(Direction) Can you change "Annotate" to "Label" everywhere in the lines below, keep everything else the same, and leave the pictures out?

(Materials provided)
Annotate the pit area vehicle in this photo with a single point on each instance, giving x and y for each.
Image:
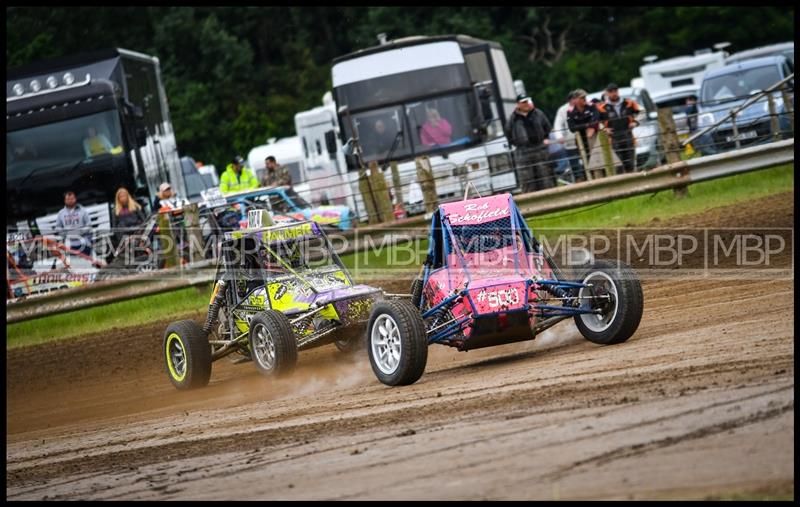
(487, 281)
(280, 289)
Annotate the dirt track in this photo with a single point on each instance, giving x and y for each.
(699, 403)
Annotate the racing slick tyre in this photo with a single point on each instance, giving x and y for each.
(397, 342)
(272, 343)
(187, 355)
(416, 292)
(622, 312)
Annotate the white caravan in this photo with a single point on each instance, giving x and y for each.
(387, 95)
(323, 159)
(287, 152)
(671, 81)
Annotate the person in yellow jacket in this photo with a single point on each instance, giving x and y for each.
(237, 177)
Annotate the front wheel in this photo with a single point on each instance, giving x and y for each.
(617, 292)
(272, 343)
(397, 342)
(187, 355)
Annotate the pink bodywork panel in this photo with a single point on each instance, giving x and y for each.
(477, 211)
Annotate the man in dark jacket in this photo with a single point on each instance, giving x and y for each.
(527, 129)
(583, 119)
(620, 117)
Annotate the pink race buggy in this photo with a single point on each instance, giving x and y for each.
(487, 281)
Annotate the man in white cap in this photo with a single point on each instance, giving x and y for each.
(164, 197)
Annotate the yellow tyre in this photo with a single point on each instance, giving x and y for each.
(187, 355)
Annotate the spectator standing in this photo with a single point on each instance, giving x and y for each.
(276, 174)
(436, 131)
(73, 225)
(567, 138)
(583, 119)
(527, 129)
(237, 177)
(164, 198)
(128, 214)
(96, 144)
(691, 112)
(620, 118)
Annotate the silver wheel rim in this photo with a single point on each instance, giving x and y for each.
(385, 344)
(604, 284)
(264, 347)
(178, 357)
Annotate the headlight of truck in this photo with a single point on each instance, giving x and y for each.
(778, 105)
(705, 120)
(499, 163)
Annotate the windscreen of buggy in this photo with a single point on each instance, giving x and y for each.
(305, 255)
(481, 238)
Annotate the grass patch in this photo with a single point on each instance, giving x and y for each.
(131, 313)
(643, 208)
(625, 212)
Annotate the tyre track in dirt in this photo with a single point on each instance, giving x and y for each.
(503, 422)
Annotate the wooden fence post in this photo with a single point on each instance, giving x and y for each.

(Solution for this problem)
Label the pit area vehicle in this photo with a single point on each instance, giving x and y for each.
Image:
(487, 281)
(280, 289)
Label the dirt track in this photo with a single point on each instance, giving x and y for each.
(699, 403)
Label the racing slick tyre in this photo with a single point on each instance, giving x and y for each.
(397, 342)
(272, 343)
(187, 355)
(416, 292)
(622, 312)
Label the white caravan in this photo with a single point on each instance, giving x and y for each.
(387, 95)
(323, 159)
(287, 152)
(671, 81)
Label the person in yellow jacket in this photo with a single point on each instance, giving x and y for each.
(237, 177)
Label the front wheel in this photo with a single point on each instance, giving x and y for each.
(617, 292)
(272, 343)
(397, 342)
(187, 355)
Label the pink bodywork panel in this photo with a single point on each instance, giving x and y for each.
(477, 211)
Label the man in dark jacket in this photo with a single point on each instance, giving x and y for each.
(527, 129)
(583, 119)
(620, 117)
Label the pink race buggy in this photo with a single point on each instance, giving x and y for each.
(487, 281)
Label the man in white cap in this photo with a single point on each instance, giving x and y for each.
(164, 197)
Label the yellow tyre in this photo with a single point on each instance, giving x and y for each.
(187, 355)
Label the spectator standing in this photo with a single point on each instance, giving x and y for each.
(276, 174)
(436, 131)
(73, 225)
(567, 138)
(583, 119)
(527, 129)
(237, 177)
(164, 198)
(128, 214)
(96, 144)
(691, 112)
(620, 118)
Label the silver wheel rim in this photo with a single point on each instance, giving x and y for each.
(385, 344)
(604, 284)
(264, 347)
(178, 357)
Label the headlight of truck in this photo with a single point on each instance, giving x and y for each.
(778, 105)
(705, 120)
(499, 163)
Label the windscreen of buggy in this photo with a single point on each instance, giving x and y for each.
(305, 255)
(481, 238)
Label the grass patch in this photo with a single point on each instance, giving x and y for each.
(131, 313)
(643, 208)
(625, 212)
Label the tyre track in dirt in this photo with a single point on each instance, giving x and y for each.
(503, 422)
Label the wooden fence post in this photo with a single point on each instance, giving x and y for each.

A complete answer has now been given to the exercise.